Quoted passage section start
Most EV Buyers Keep ICE Vehicles

Although EVs are gaining in popularity, consumers still seem to experience range anxiety and other concerns.

Steve Finlay, Senior Editor

November 8, 2023

3 Min Read
GasPowered
Currently, more than 2.7 million EVs are in operation in the U.S., almost triple the 2022 number, Experian reports.Getty Images

Despite battery-electric vehicles’ growing popularity, 85% of their buyers also have at least one gasoline-fueled vehicle. Just 4% own only an EV.  

That’s according to Experian’s latest Automotive Consumer Trends Report that covers this year’s second quarter and draws from vehicle registration data and other sources.

Does that mean people can’t rely on EVs exclusively to serve all their mobility needs?

“There’s some validity to that statement,” Kirsten Von Busch, director, product marketing-automotive for Experian, tells Wards.

EVs are catching on in the marketplace for various reasons. Those include government incentives, automakers rolling out more models and a narrowing price gap compared with gasoline-powered counterparts.
Quoted passage section end
Data extracts section start
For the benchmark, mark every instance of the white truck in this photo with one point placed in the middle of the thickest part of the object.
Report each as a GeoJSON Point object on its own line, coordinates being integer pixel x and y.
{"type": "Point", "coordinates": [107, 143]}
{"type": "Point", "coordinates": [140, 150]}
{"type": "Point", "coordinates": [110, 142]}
Data extracts section end
• **Assignment 1**:
Answer these questions from the article on EV buyers keeping gasoline vehicles, one line per answer:
(a) What percentage of battery-electric vehicle buyers also have at least one gasoline-fueled vehicle?
(b) Which quarter of this year does Experian's Automotive Consumer Trends Report cover?
(c) How many EVs are in operation in the U.S., according to Experian?
• **Assignment 2**:
Rewrite the paragraph of the article on EV buyers keeping gasoline vehicles that begins "EVs are catching on in the marketplace" as a short bulleted list of the reasons it gives.
• **Assignment 3**:
Continue the article on EV buyers keeping gasoline vehicles, starting right after its last sentence.

• **Final answer 1**:
(a) 85%
(b) The second quarter
(c) More than 2.7 million

• **Final answer 2**:
EVs are catching on in the marketplace because of:
- government incentives
- automakers rolling out more models
- a narrowing price gap compared with gasoline-powered counterparts

• **Final answer 3**:
“Although EVs are growing in popularity, it’s natural for some consumers to still opt for a secondary vehicle,” Von Busch says. “With fewer charging stations in some states, they may feel more comfortable with a gas-powered vehicle.”

Worst case: No driver wants to experience full-blown range anxiety and run out of juice in the middle of nowhere. Such fears presumably abate as EV charging stations become more widespread.

Currently, more than 2.7 million EVs are in operation in the U.S.,  1 million more than in 2022’s second quarter, Experian reports.  

EVs now make up 7.5% of new-vehicle registrations, up from 5.7% this time last year, Experian says. Tesla is the market leader.

With EVs, dealers are adapting to a new way to sell vehicles, says Ed Roberts, chief operating officer at Bozard Ford-Lincoln in St. Augustine, FL. “It’s not like doing it the way we’ve always done it.”   

That requires sales staffers to become more product-knowledgeable so they can field customers’ questions, of which there typically are many.

“It’s a huge opportunity for us if we do it right and properly train salespeople,” Roberts says. “We dance in the EV market. Are we great in it? Not yet. But we want to be.”

He adds: “Dealers know how to sell cars – and they’re the only ones (who offer test drives). To successfully sell EVs, you have to put people in seats.”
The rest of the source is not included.